* **REQUEST**: Can you transcribe the passage of the forum thread on lanolin soap below, word for word, from "ETA - makes" to "Iowa this winter!"?

* **EXCERPT PROVIDED**:
•••••

Thinking out loud here -- If I were to make a liquid (KOH) soap with 25% or more of lanolin, I might approach it like this -- Make a mild soap paste at 0% superfat -- maybe use something like Irish Lass' olive, coconut, and castor recipe -- and then stir in the lanolin after the cook as a kind of superfat. Don't bother saponifying the lanolin, since so very little will saponify anyway. If the texture of ended up as a reasonably soft paste, I might leave it like that rather than dilute it with water. You could put a dab of the paste in hot water, agitate to make the paste dissolve, and wash the woolens.

ETA - makes me want to do those wet-felted slippers I've been wanting to make and see if I can have the softest, warmest feet in northeast Iowa this winter!


----------



## TeresaT (Nov 9, 2015)

Deedles said:


> I just reread the post and ass*u*med you were talking about liquid soap. I agree, Teresa. The agitation of the bar will/can cause felting. Even with a supwerwash wool, it can pill. I guess you could lather the bar in your hand to work up a little lather and disperse it into the soak water.
> 
> Teresa....I have a friend who hates the purl bumps on the sole of socks. So when I make them for her, I reverse the stitches so the knit stitches are on the inside. She loves them that way.



Great idea!! Do you purl the soles as you knit, since you are knitting in the round?  I gave though of doing that but my purls aren't as tight as my knits.  I'm afraid my gauge would be off.


----------



## TeresaT (Nov 9, 2015)

traderbren said:


> When I use a bar, I let the water run over the bar into the sink basin, and then add the knits once the water is off. If there is a stain or heavy dirt, I very lightly wipe it across, careful not to rub.
> 
> Edit to add: I am currently working through my Sheepish Grins bar that is linked above.
> 
> Edit again: the higher lanolin content is for cloth diapering, or items that need a little extra "waterproofing". It's also lovely in handknit socks once in a while. Hello soft feet!



Ahhhh!  That makes sense.  I couldn't for the life of me wonder why you'd put lanolin back into/onto a woolen article.  I know there are some yarns out there that have some if the lanolin still in it (or it was added during spinning?).  Those are supposed to be easy on the hands when working with them and produce more durable fabrics knitted from them.


----------



## Deedles (Nov 10, 2015)

•••••

* **ENTRIES PROVIDED**:

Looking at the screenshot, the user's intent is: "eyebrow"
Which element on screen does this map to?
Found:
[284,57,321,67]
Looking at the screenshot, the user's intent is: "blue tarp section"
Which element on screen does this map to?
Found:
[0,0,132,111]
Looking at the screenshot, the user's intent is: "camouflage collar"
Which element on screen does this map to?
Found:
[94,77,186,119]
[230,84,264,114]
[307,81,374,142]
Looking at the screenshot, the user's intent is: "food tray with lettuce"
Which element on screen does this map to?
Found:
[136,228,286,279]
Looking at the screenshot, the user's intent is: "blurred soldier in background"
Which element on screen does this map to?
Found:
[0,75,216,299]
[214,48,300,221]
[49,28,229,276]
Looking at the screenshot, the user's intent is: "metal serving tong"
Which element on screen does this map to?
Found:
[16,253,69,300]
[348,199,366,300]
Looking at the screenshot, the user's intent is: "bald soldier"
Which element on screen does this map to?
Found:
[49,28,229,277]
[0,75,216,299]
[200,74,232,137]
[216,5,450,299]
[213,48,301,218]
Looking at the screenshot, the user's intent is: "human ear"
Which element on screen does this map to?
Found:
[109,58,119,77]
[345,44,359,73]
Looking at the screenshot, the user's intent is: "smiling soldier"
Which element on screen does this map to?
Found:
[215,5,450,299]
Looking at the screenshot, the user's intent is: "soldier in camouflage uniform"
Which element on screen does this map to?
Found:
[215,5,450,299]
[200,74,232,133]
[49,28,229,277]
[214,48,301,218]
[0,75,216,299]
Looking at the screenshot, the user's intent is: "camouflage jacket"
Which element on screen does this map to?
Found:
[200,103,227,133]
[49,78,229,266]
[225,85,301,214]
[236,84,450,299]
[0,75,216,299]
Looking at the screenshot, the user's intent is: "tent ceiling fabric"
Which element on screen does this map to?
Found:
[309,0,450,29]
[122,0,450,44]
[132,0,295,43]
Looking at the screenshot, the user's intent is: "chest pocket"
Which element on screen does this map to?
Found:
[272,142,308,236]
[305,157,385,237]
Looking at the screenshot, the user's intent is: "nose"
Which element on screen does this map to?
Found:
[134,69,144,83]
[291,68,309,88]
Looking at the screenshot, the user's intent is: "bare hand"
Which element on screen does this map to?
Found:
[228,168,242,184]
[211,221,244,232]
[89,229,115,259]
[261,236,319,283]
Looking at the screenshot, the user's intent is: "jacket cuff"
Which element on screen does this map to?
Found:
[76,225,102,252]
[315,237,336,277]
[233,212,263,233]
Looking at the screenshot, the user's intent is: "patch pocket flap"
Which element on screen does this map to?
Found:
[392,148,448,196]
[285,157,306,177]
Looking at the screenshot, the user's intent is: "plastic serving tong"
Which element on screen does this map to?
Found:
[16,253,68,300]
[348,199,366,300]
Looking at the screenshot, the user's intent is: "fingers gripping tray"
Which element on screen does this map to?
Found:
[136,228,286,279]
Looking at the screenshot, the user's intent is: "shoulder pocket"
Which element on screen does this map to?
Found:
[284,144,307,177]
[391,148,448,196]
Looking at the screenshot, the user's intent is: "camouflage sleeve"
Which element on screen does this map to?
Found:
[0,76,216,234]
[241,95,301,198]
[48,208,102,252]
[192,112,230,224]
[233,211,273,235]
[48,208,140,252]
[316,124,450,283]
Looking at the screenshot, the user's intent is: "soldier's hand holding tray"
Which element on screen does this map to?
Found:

•••••

* **FINAL RESULT**:
ETA - makes me want to do those wet-felted slippers I've been wanting to make and see if I can have the softest, warmest feet in northeast Iowa this winter!